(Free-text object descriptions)

=======

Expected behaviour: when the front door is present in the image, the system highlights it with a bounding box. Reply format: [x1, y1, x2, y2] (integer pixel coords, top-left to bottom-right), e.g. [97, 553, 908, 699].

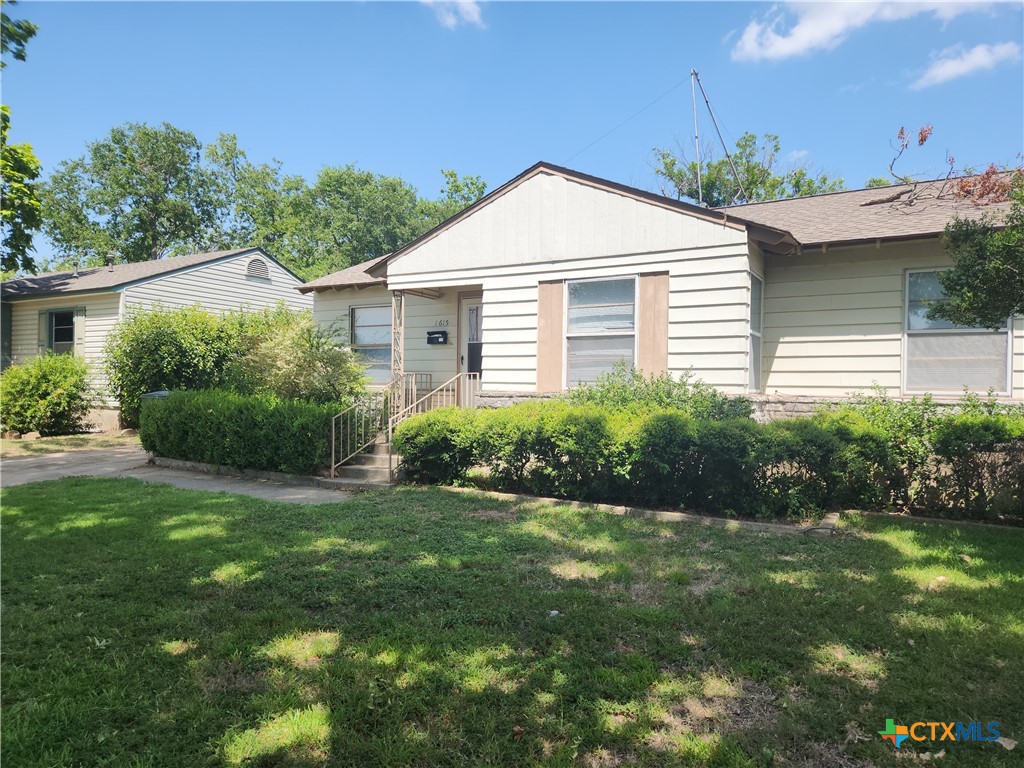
[460, 298, 483, 377]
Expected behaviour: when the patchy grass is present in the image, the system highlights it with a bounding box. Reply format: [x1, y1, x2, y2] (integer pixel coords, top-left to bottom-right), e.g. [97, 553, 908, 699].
[2, 479, 1022, 767]
[1, 432, 140, 457]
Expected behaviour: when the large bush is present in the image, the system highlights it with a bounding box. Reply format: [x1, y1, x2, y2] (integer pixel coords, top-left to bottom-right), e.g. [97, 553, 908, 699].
[107, 304, 366, 426]
[391, 407, 479, 484]
[139, 389, 341, 475]
[0, 354, 93, 435]
[393, 397, 1024, 521]
[566, 362, 752, 420]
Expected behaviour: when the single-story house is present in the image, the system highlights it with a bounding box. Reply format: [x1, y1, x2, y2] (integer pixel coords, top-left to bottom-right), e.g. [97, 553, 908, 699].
[299, 162, 1022, 411]
[1, 248, 312, 427]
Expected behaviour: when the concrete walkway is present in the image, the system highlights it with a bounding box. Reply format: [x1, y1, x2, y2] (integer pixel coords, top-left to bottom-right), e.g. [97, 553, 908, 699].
[1, 446, 352, 504]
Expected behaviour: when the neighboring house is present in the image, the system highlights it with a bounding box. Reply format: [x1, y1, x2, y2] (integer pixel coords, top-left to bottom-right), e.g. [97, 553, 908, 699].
[1, 248, 313, 427]
[299, 162, 1022, 409]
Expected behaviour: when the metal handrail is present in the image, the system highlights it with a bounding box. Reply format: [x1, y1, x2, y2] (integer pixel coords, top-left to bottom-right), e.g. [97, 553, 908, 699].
[330, 372, 432, 477]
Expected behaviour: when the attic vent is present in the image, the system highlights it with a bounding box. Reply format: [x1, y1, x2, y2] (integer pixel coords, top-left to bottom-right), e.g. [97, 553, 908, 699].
[246, 257, 270, 281]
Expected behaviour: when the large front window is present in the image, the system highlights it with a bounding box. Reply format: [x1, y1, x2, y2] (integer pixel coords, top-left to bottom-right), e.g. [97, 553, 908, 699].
[566, 277, 636, 385]
[905, 270, 1009, 393]
[351, 305, 392, 384]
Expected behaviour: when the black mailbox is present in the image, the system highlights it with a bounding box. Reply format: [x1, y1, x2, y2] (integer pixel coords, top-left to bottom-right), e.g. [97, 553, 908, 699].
[427, 330, 448, 345]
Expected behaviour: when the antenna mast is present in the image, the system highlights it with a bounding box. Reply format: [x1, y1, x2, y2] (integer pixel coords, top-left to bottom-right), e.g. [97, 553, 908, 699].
[690, 69, 702, 205]
[691, 70, 748, 204]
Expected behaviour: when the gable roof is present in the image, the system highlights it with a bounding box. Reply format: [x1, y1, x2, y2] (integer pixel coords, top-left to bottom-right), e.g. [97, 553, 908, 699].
[719, 177, 1014, 248]
[297, 255, 388, 294]
[364, 161, 793, 279]
[2, 248, 284, 300]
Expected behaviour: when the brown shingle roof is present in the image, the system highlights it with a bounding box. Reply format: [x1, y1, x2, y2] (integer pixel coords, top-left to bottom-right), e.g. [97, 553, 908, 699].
[297, 255, 389, 294]
[1, 248, 265, 299]
[718, 177, 1013, 247]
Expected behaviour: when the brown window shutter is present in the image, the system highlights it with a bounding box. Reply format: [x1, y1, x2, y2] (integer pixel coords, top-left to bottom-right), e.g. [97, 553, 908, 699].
[536, 280, 564, 392]
[637, 272, 669, 376]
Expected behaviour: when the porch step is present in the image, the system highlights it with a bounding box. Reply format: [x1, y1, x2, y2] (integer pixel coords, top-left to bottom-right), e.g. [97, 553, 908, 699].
[347, 452, 390, 468]
[332, 463, 392, 485]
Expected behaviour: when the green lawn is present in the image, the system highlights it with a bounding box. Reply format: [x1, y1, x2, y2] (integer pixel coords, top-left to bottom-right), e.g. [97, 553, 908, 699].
[2, 479, 1021, 767]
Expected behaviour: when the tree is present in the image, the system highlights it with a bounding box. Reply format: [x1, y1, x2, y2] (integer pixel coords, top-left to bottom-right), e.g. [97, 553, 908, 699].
[654, 132, 844, 207]
[419, 169, 487, 228]
[41, 122, 223, 266]
[929, 172, 1024, 330]
[1, 0, 37, 68]
[1, 105, 42, 273]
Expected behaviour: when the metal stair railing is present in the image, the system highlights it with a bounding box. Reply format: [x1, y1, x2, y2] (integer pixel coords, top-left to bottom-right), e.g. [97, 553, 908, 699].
[386, 372, 480, 481]
[330, 372, 432, 478]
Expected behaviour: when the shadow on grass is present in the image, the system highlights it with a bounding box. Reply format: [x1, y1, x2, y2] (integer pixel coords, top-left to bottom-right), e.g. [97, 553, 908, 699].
[1, 479, 1022, 767]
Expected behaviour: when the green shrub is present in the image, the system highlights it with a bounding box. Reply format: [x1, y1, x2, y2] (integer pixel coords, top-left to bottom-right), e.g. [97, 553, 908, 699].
[527, 403, 614, 500]
[688, 419, 762, 515]
[931, 414, 1024, 519]
[225, 311, 366, 405]
[139, 389, 340, 474]
[812, 410, 894, 510]
[476, 404, 544, 491]
[392, 407, 479, 484]
[566, 362, 752, 420]
[627, 411, 696, 508]
[107, 304, 366, 427]
[0, 354, 93, 435]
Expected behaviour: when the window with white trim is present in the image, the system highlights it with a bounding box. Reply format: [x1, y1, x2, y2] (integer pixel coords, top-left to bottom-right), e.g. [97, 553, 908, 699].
[351, 305, 392, 384]
[749, 274, 763, 391]
[905, 270, 1009, 393]
[566, 277, 636, 385]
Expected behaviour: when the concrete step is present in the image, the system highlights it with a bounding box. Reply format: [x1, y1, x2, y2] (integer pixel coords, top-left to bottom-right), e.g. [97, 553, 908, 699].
[333, 463, 392, 484]
[348, 452, 390, 468]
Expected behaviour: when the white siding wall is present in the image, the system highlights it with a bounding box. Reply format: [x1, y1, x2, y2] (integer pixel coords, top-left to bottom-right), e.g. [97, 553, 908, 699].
[763, 240, 1024, 399]
[386, 172, 754, 393]
[313, 285, 391, 341]
[8, 292, 122, 404]
[123, 254, 312, 312]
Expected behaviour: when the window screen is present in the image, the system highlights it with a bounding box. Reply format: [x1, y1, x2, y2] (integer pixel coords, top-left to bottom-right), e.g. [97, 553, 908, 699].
[566, 277, 635, 385]
[49, 310, 75, 355]
[905, 271, 1009, 393]
[351, 306, 392, 384]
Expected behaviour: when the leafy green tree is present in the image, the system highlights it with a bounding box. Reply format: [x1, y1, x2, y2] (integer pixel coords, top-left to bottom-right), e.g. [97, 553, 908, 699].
[1, 105, 42, 273]
[929, 173, 1024, 330]
[1, 0, 37, 68]
[419, 169, 487, 228]
[41, 122, 223, 266]
[654, 132, 844, 207]
[865, 177, 892, 188]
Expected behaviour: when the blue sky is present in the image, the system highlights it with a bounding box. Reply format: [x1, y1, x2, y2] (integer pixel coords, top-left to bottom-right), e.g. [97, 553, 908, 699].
[4, 1, 1023, 262]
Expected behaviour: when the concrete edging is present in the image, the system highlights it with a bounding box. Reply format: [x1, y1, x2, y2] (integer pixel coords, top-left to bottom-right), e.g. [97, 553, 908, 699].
[148, 455, 385, 492]
[446, 486, 837, 537]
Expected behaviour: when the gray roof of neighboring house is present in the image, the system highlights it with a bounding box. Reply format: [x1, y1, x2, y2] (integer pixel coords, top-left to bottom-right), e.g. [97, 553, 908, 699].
[718, 177, 1014, 247]
[1, 248, 272, 300]
[297, 255, 389, 294]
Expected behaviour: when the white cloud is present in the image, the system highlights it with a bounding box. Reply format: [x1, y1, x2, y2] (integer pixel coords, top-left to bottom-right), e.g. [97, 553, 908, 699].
[731, 2, 992, 62]
[786, 149, 811, 163]
[422, 1, 484, 30]
[911, 41, 1021, 88]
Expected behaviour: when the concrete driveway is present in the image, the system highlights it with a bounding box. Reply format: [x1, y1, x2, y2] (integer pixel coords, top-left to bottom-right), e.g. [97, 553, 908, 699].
[1, 446, 352, 504]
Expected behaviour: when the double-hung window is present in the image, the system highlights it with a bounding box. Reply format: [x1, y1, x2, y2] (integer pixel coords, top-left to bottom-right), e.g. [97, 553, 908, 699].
[351, 305, 393, 384]
[749, 274, 763, 391]
[48, 309, 76, 355]
[565, 277, 636, 385]
[905, 270, 1009, 394]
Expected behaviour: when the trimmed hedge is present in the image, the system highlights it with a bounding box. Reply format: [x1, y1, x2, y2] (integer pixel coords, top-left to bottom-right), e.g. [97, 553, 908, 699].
[392, 401, 1024, 520]
[140, 389, 341, 475]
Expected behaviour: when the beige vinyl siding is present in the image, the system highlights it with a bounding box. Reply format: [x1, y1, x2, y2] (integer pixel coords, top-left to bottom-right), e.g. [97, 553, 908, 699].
[313, 286, 391, 341]
[385, 171, 754, 394]
[122, 254, 311, 312]
[8, 292, 122, 404]
[763, 239, 1023, 399]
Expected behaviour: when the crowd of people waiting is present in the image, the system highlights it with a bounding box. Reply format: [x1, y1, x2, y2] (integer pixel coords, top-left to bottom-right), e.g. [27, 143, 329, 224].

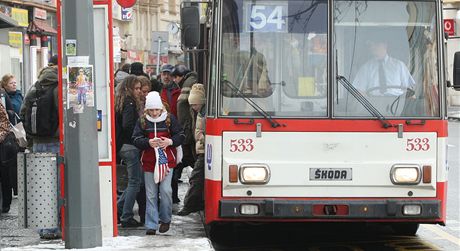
[115, 62, 206, 235]
[0, 58, 206, 238]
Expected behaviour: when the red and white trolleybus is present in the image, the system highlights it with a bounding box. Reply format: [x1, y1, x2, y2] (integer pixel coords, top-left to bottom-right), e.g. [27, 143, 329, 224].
[181, 0, 459, 235]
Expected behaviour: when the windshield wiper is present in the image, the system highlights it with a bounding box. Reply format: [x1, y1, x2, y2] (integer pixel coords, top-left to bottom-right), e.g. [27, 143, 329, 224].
[223, 80, 282, 128]
[337, 75, 393, 128]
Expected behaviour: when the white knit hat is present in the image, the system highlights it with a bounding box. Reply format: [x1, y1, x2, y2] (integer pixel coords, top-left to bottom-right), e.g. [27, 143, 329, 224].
[188, 83, 206, 105]
[145, 91, 163, 110]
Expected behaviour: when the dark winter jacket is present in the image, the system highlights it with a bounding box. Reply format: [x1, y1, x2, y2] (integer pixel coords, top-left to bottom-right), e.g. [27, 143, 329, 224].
[7, 90, 23, 115]
[0, 89, 14, 123]
[20, 66, 59, 143]
[115, 96, 139, 154]
[132, 112, 185, 172]
[176, 71, 198, 145]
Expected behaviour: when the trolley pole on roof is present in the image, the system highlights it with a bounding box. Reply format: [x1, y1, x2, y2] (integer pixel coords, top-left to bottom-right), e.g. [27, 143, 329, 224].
[61, 0, 102, 248]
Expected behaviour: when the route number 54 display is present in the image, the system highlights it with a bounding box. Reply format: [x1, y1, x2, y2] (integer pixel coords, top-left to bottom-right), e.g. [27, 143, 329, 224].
[246, 3, 287, 32]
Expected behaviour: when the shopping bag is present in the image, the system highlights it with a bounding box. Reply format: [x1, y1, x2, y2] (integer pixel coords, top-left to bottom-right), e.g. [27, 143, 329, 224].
[10, 121, 27, 148]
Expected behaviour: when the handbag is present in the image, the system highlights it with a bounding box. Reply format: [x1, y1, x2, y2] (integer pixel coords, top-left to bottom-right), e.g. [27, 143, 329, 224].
[10, 113, 27, 148]
[0, 132, 19, 165]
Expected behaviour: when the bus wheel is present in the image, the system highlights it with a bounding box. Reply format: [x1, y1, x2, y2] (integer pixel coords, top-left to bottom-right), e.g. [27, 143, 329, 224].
[391, 223, 420, 236]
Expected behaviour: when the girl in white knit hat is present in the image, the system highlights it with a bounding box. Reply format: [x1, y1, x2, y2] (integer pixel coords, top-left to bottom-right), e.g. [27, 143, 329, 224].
[132, 91, 185, 235]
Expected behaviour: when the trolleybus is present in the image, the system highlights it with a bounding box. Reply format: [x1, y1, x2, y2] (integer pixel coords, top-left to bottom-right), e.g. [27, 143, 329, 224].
[181, 0, 459, 235]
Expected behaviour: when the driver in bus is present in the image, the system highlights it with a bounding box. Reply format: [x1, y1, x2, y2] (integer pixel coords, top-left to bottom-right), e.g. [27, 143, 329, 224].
[353, 37, 415, 98]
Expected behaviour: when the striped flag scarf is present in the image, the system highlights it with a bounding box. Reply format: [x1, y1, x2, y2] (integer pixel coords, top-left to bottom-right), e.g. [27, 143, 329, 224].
[151, 114, 170, 183]
[154, 146, 170, 183]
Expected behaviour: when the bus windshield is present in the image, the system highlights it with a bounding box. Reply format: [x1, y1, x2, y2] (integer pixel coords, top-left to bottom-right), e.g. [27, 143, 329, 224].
[218, 0, 440, 118]
[220, 0, 328, 117]
[334, 0, 440, 118]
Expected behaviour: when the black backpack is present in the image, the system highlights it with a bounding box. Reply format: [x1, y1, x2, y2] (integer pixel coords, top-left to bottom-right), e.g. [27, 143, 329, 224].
[24, 81, 58, 137]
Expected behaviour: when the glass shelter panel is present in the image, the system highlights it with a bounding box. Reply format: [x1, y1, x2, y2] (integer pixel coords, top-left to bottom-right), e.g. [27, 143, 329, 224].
[333, 0, 440, 118]
[219, 0, 328, 117]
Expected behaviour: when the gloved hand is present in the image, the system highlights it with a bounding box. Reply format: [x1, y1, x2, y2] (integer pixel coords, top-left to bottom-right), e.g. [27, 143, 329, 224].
[159, 137, 173, 149]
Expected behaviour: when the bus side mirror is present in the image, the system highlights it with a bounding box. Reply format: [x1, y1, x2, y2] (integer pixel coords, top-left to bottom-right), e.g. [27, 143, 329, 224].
[181, 6, 200, 48]
[453, 52, 460, 91]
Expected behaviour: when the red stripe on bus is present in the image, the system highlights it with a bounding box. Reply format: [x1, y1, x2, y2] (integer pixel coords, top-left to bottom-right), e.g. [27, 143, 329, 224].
[205, 179, 222, 224]
[204, 180, 446, 224]
[205, 119, 448, 137]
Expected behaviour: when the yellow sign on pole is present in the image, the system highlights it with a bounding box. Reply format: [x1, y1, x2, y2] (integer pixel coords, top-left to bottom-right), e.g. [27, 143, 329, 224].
[8, 31, 23, 56]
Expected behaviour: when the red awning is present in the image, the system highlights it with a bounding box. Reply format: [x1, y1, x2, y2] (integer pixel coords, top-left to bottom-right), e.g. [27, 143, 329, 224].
[27, 19, 57, 35]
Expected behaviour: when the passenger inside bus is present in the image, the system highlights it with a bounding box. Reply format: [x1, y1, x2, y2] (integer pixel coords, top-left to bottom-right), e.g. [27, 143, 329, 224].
[220, 32, 274, 116]
[221, 33, 272, 99]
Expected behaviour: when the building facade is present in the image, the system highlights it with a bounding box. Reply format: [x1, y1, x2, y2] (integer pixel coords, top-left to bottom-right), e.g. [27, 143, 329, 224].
[0, 0, 57, 93]
[113, 0, 182, 77]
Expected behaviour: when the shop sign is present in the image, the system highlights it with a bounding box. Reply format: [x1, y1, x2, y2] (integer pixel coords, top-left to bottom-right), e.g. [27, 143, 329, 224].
[9, 31, 23, 58]
[117, 0, 136, 8]
[121, 7, 133, 21]
[113, 28, 121, 63]
[127, 50, 144, 62]
[34, 7, 47, 20]
[444, 19, 455, 36]
[12, 8, 28, 27]
[148, 54, 168, 65]
[9, 32, 22, 48]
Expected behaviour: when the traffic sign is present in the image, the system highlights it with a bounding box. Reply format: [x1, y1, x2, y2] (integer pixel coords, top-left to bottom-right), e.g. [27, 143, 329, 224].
[117, 0, 136, 8]
[151, 31, 169, 55]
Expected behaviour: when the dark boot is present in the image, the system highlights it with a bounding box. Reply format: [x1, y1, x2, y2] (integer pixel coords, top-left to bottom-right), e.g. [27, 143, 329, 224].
[136, 185, 146, 224]
[171, 167, 181, 204]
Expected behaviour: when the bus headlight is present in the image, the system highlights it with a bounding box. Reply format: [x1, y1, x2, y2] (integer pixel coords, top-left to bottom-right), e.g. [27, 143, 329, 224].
[390, 165, 421, 184]
[239, 164, 270, 184]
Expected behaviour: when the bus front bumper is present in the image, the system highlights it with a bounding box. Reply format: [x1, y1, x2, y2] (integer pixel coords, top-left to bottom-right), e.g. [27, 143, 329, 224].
[220, 199, 440, 219]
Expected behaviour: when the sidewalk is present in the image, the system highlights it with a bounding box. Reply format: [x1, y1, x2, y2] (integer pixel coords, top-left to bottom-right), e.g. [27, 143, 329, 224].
[0, 167, 213, 251]
[448, 105, 460, 120]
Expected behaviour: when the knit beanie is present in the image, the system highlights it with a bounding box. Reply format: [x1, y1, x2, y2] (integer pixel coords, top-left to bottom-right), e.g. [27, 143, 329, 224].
[130, 62, 144, 76]
[188, 83, 206, 105]
[48, 55, 58, 66]
[145, 91, 163, 110]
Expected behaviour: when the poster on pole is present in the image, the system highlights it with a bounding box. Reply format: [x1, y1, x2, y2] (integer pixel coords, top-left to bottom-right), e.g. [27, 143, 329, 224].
[65, 39, 77, 56]
[67, 65, 94, 113]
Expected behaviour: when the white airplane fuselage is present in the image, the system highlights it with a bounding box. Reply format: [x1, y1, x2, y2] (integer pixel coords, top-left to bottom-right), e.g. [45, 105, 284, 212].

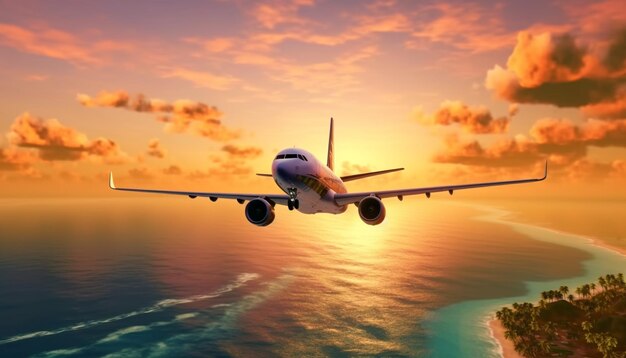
[272, 148, 347, 214]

=======

→ Task item
Reproduce exactly and only the lines from the one with "Expected behaviour: when the sidewalk" through the final line of the records above, inclusive. Pictures must be left out.

→ Exercise solution
Expected behaviour: when the sidewalk is present in the image, the system highlights it with a bounding box. Reply format: [x1, y1, x2, y2] (integer pixel coords, top-left to bottom-right), e.g. [27, 143, 329, 224].
[0, 167, 213, 251]
[448, 105, 460, 120]
Expected behaviour: when the knit beanie is present in the image, the system highlights it with a bounding box. Reply format: [x1, y1, x2, y2] (integer pixel coords, top-left to bottom-right), e.g. [27, 143, 329, 224].
[130, 62, 144, 76]
[188, 83, 206, 105]
[48, 55, 58, 66]
[145, 91, 163, 110]
Expected behaviour: when the poster on pole is present in the image, the system highlights it with a bounding box. Reply format: [x1, y1, x2, y2] (integer pixel coords, top-left to bottom-right), e.g. [27, 143, 329, 224].
[65, 39, 77, 56]
[67, 65, 94, 113]
Expected behaviour: when the white airplane fuselage is present in the image, the system highlights it with a bounding box. Reply format: [x1, y1, x2, y2] (integer pixel coords, top-left to bottom-right), e.g. [45, 105, 284, 212].

[272, 148, 347, 214]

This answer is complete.